[Exercise instructions] Rewrite every entry below, changing "Provide one point per instance" to "Mark one point for each instance" and keeping everything else the same. Omit the pictures from your answer.

====== Supplied material ======

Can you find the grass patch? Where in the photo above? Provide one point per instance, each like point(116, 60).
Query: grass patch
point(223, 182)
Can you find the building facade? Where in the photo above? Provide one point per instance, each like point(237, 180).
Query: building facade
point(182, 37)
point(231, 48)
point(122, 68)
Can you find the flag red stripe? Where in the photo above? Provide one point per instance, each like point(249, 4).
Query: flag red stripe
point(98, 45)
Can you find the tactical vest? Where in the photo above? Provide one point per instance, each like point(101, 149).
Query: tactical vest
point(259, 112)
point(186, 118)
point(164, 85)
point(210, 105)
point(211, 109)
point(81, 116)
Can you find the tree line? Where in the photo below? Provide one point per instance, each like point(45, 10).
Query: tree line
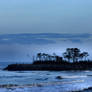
point(70, 55)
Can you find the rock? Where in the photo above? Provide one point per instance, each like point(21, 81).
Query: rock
point(59, 77)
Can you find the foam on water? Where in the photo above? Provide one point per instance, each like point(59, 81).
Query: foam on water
point(44, 81)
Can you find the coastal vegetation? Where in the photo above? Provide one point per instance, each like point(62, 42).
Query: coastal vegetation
point(71, 59)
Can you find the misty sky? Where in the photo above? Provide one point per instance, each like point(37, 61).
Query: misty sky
point(45, 16)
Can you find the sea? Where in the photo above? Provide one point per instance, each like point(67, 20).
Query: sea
point(45, 81)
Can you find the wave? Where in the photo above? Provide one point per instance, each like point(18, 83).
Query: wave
point(73, 76)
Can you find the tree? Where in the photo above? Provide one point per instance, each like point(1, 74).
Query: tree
point(72, 54)
point(67, 54)
point(85, 54)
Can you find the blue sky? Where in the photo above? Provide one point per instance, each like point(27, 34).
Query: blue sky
point(22, 47)
point(45, 16)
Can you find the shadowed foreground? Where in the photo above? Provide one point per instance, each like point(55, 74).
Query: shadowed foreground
point(52, 67)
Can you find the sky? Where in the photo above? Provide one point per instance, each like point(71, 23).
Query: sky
point(45, 16)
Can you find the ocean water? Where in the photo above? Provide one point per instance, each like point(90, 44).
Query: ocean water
point(44, 81)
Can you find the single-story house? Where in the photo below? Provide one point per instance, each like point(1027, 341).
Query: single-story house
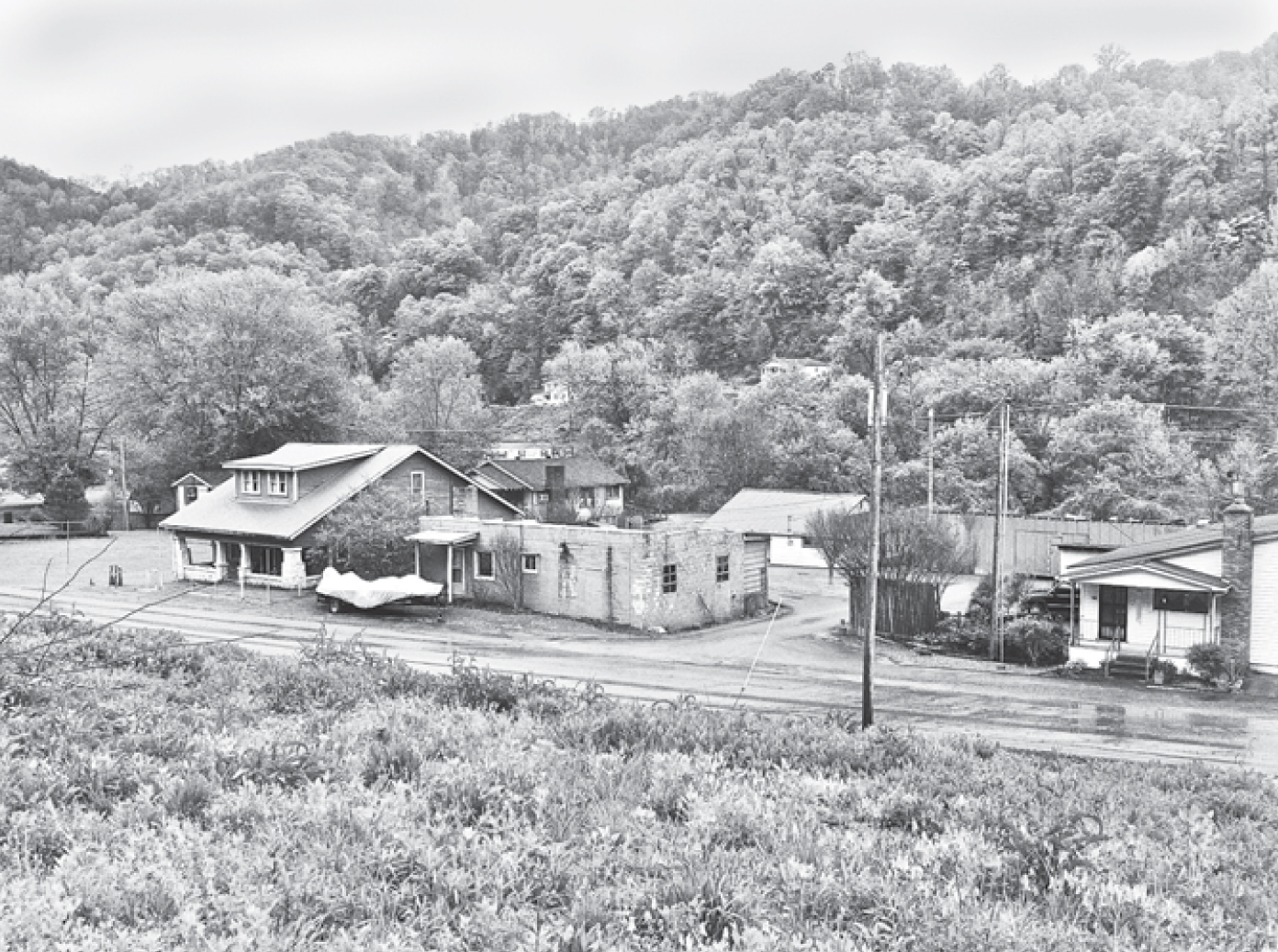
point(782, 517)
point(671, 577)
point(1203, 586)
point(258, 525)
point(582, 485)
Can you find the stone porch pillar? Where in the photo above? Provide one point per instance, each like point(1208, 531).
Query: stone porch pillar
point(1236, 563)
point(293, 569)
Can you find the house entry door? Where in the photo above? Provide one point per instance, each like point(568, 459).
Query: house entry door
point(1114, 612)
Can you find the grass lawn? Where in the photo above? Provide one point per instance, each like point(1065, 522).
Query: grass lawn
point(155, 796)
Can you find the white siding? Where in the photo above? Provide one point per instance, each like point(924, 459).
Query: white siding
point(1264, 607)
point(756, 566)
point(1208, 563)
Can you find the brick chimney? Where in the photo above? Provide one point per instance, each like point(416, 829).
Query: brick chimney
point(1236, 557)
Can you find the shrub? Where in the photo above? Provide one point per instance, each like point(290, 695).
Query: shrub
point(1209, 661)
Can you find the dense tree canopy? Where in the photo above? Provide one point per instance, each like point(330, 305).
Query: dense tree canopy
point(1097, 248)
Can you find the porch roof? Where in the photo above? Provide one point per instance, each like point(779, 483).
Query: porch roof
point(1148, 573)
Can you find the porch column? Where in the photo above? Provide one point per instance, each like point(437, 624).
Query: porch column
point(293, 570)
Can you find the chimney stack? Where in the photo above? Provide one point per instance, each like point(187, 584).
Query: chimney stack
point(1236, 558)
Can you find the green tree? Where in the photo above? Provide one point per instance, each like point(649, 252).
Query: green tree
point(433, 398)
point(218, 365)
point(54, 413)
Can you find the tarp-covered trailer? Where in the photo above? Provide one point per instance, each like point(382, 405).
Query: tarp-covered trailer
point(340, 589)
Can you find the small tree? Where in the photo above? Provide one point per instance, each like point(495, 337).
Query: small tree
point(918, 558)
point(368, 534)
point(508, 557)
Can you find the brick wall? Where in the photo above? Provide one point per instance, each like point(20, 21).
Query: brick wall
point(1236, 567)
point(618, 576)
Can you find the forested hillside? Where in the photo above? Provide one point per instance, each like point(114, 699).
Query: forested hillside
point(1098, 248)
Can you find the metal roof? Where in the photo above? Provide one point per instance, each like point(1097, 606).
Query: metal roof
point(778, 511)
point(1177, 544)
point(293, 458)
point(579, 473)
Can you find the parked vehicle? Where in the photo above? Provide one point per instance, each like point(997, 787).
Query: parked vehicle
point(339, 590)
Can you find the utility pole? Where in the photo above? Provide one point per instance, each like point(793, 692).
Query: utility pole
point(932, 460)
point(996, 607)
point(124, 486)
point(877, 414)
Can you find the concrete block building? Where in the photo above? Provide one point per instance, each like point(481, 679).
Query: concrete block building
point(655, 577)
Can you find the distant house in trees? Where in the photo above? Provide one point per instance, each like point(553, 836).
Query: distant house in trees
point(809, 369)
point(1216, 584)
point(668, 577)
point(782, 517)
point(260, 524)
point(544, 481)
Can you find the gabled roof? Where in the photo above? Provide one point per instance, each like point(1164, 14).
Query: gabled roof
point(1138, 573)
point(778, 511)
point(1180, 543)
point(293, 458)
point(579, 473)
point(221, 512)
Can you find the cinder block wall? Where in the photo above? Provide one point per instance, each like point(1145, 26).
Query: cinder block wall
point(616, 576)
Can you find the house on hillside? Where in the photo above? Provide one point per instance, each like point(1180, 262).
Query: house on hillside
point(189, 488)
point(1216, 584)
point(542, 479)
point(258, 525)
point(804, 367)
point(671, 577)
point(782, 517)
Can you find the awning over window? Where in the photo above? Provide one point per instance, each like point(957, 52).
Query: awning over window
point(439, 537)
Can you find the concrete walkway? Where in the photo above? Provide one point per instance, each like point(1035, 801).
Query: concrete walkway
point(791, 664)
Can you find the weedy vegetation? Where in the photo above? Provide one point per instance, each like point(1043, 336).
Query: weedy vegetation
point(160, 796)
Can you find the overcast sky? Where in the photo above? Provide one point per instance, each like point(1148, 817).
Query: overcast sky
point(97, 87)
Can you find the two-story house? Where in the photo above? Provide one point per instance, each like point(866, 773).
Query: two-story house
point(548, 482)
point(257, 525)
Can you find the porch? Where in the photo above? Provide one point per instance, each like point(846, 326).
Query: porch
point(1134, 616)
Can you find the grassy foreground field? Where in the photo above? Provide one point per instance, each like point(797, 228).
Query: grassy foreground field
point(155, 796)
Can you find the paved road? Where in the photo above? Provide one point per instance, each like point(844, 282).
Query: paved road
point(792, 664)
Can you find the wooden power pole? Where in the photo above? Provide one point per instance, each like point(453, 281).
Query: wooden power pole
point(996, 606)
point(876, 521)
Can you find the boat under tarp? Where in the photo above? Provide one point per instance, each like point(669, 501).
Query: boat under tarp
point(352, 589)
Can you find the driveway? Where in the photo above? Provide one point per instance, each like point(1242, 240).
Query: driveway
point(790, 662)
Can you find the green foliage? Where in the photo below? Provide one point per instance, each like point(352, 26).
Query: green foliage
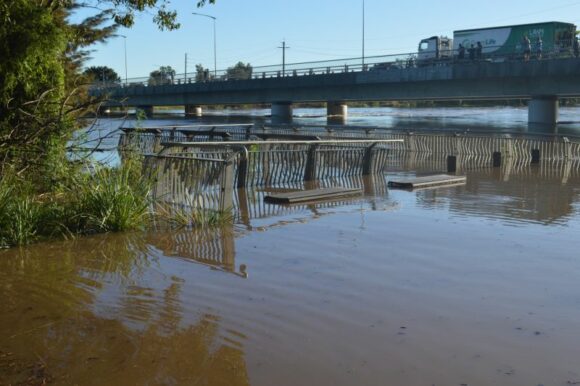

======

[Response to this exercise]
Can you find the grass patch? Where in the photo above? Mark one point for each instance, each like point(116, 60).
Query: grass patch
point(223, 182)
Can you find the building facade? Where in the photo above? Mark one point for each instance, each like point(237, 180).
Query: building facade
point(182, 37)
point(231, 48)
point(122, 68)
Can you find the flag red stripe? Where in the photo above? Mark one point for each instance, each like point(249, 4).
Query: flag red stripe
point(98, 45)
Can you find the tactical vest? Where in the photo above? Mark one point for each instance, each like point(101, 149).
Query: tactical vest
point(259, 112)
point(186, 118)
point(164, 85)
point(210, 105)
point(211, 109)
point(81, 116)
Can you find the tree line? Where in the photo below? Mark one point for each instance, each like point(45, 10).
Query: tree line
point(70, 55)
Can you find the rock? Where in the photo above? Mark one point for each instance, each like point(21, 81).
Query: rock
point(59, 77)
Can you find the foam on water? Where in the photo above? Mark one point for each instance, each like point(59, 81).
Query: foam on water
point(44, 81)
Can you find the coastal vegetation? Where in the photo above? Mark one point for each instance, each like point(62, 42).
Query: coastal vegetation
point(71, 59)
Can you find the misty sky? Where in the photo above? Mark one point for each instance, each like point(37, 61).
Query: misty sky
point(45, 16)
Can you find the sea? Where in the photo above? Mark one point for each instance, each like point(67, 20).
Query: sea
point(45, 81)
Can you find the wave? Where in the photo above? Mark one point for each instance, each like point(18, 83).
Query: wave
point(73, 76)
Can you find the tree? Where in the photo above? Mark one point for each instance, each like point(1, 74).
Query: tree
point(72, 54)
point(67, 54)
point(85, 54)
Can you find the blue sky? Where in the photo above? Mark one point for each instance, each like point(27, 34).
Query: blue sky
point(22, 47)
point(45, 16)
Can you find the shadowed foreground? Where in the photo above? Mark one point for each instance, each like point(55, 74).
Query: shadowed foreground
point(52, 67)
Can you find the sky? Where in the photo above? Mark one point for each instance, each like point(71, 23).
Query: sky
point(45, 16)
Can you find the ocean water? Where in the photo above? Mark one point for each instance, each like point(90, 44).
Query: ocean water
point(44, 81)
Can you find the single-story house? Where in the photo below? Mark one point for each instance, each like point(1027, 341).
Query: single-story house
point(782, 517)
point(671, 577)
point(1203, 586)
point(258, 525)
point(582, 485)
Can you find the stone porch pillar? Where in the photo above? Mark one point for each instance, each like point(1208, 531).
Query: stone porch pillar
point(1236, 563)
point(293, 569)
Can you find the house entry door? Where in the photo above? Mark one point for each instance, each like point(568, 459).
Query: house entry door
point(1114, 612)
Can you find the grass lawn? Where in the photo above? Mark one point for each instance, each like point(1065, 522).
Query: grass lawn
point(155, 796)
Can you find the white siding? Where in the photo above? Mark one point for each instance, each like point(924, 459).
Query: white siding
point(1264, 607)
point(756, 566)
point(1208, 563)
Can you find the brick chimney? Where in the photo above? Mark one point for each instance, each like point(416, 829).
Query: brick chimney
point(1236, 557)
Can you find the shrub? Where in the photo above? Mark one point for each instance, each like point(290, 695).
Query: shrub
point(1209, 661)
Can you find the dense tree canopy? Where in the photo above? Mark one point for each instance, each like point(330, 305).
Query: dense tree canopy
point(1097, 248)
Can you find the porch roof? Where in the photo above? Mark one point for each instance, each like point(779, 483).
Query: porch roof
point(1148, 573)
Can you find the porch column? Where in the photo above? Mark one point for each instance, each like point(437, 624).
Query: porch column
point(293, 570)
Can you find the chimney stack? Where in the photo above? Mark one point for each instance, each like point(187, 584).
Query: chimney stack
point(1236, 558)
Can you find the green tree? Where in the photo above? Mark one point for each instance, each like point(649, 252).
Query: green tree
point(433, 398)
point(218, 365)
point(54, 413)
Can you find the tarp-covered trailer? Where in the photo above? Mark one point for each instance, each like point(382, 405).
Query: tarp-covered trailer
point(340, 589)
Can you find the small tree? Where in the photo above? Mark one point for each instance, each like point(495, 337).
Query: small tree
point(918, 558)
point(368, 534)
point(508, 557)
Can you find the brick wall? Where in the photo above? Mark one point for each instance, each like point(20, 21).
Query: brick wall
point(1236, 567)
point(618, 576)
Can you find the forested hillside? Where in the photo above? Mark one point for each instance, each like point(114, 699).
Query: forested hillside
point(1098, 248)
Can you find the metal roof? Where in the photo above? Mark one point for each instance, each like point(1097, 606).
Query: metal roof
point(778, 511)
point(1177, 544)
point(293, 458)
point(579, 473)
Can you find the parked vehicle? Where in the photo above? Mark one point for each instance, each like point(997, 787).
Query: parked vehicle
point(339, 590)
Can you find the utility pole? Where in the photo above? Mark one point for each instance, each like point(793, 692).
Query: utility pole
point(932, 460)
point(996, 607)
point(124, 486)
point(877, 414)
Can you find the concrete block building? Where in the photo above? Mark one point for each instance, each like point(481, 679).
Query: concrete block building
point(655, 577)
Can you find the distant house in trees? Where in the photo above? Mark one point for each instance, each like point(553, 836).
Query: distant house in trees
point(809, 369)
point(1216, 584)
point(668, 577)
point(782, 517)
point(260, 524)
point(544, 481)
Can you find the gabled roof? Where in the photo above? Mark one point for each instance, each like point(1164, 14).
Query: gabled roof
point(1138, 573)
point(778, 511)
point(1180, 543)
point(293, 458)
point(579, 473)
point(221, 512)
Can you find the cinder block wall? Where in the photo above? Mark one point for each instance, each like point(1145, 26).
Query: cinder block wall
point(616, 576)
Can you find the house on hillside? Where in the photo above? Mark one point for each instance, each like point(1180, 262).
Query: house on hillside
point(189, 488)
point(1216, 584)
point(542, 479)
point(258, 525)
point(804, 367)
point(671, 577)
point(782, 517)
Can you find the awning over window? Where in the photo above? Mark one point for each instance, each like point(957, 52).
Query: awning over window
point(439, 537)
Can you find the concrete walkway? Where in the photo above? Mark one point for each instance, each like point(1035, 801).
Query: concrete walkway
point(791, 664)
Can you find the weedy vegetation? Where in the photo above? Mark one point for each instance, each like point(1043, 336).
Query: weedy vegetation
point(160, 796)
Can you find the overcast sky? Where in the photo above? Mark one point for each instance, each like point(1148, 817).
Query: overcast sky
point(97, 87)
Can you find the two-story house? Where in the photo above? Mark one point for each instance, each like point(866, 773).
Query: two-story house
point(548, 482)
point(257, 525)
Can you find the porch? Where in the photo above? Mark one point for each instance, each like point(846, 326).
Query: porch
point(1134, 616)
Can you find the grassy foreground field? Where in the photo above? Mark one point for each instance, each like point(797, 228).
Query: grassy foreground field
point(155, 796)
Can you find the paved road? Where in the photo above? Mark one point for each instance, each like point(844, 282).
Query: paved road
point(792, 664)
Can you find the wooden power pole? Where in the photo above? Mark one point for each instance, each like point(453, 281).
Query: wooden power pole
point(996, 606)
point(876, 521)
Can you find the boat under tarp? Where in the photo above? Mark one point for each instance, each like point(669, 501).
Query: boat under tarp
point(352, 589)
Can you find the driveway? Where in the photo above? Mark one point for each instance, each like point(1242, 240).
Query: driveway
point(790, 662)
Can you find the green foliage? Where in the photo below? Mark one point for each instance, each like point(352, 26).
Query: green foliage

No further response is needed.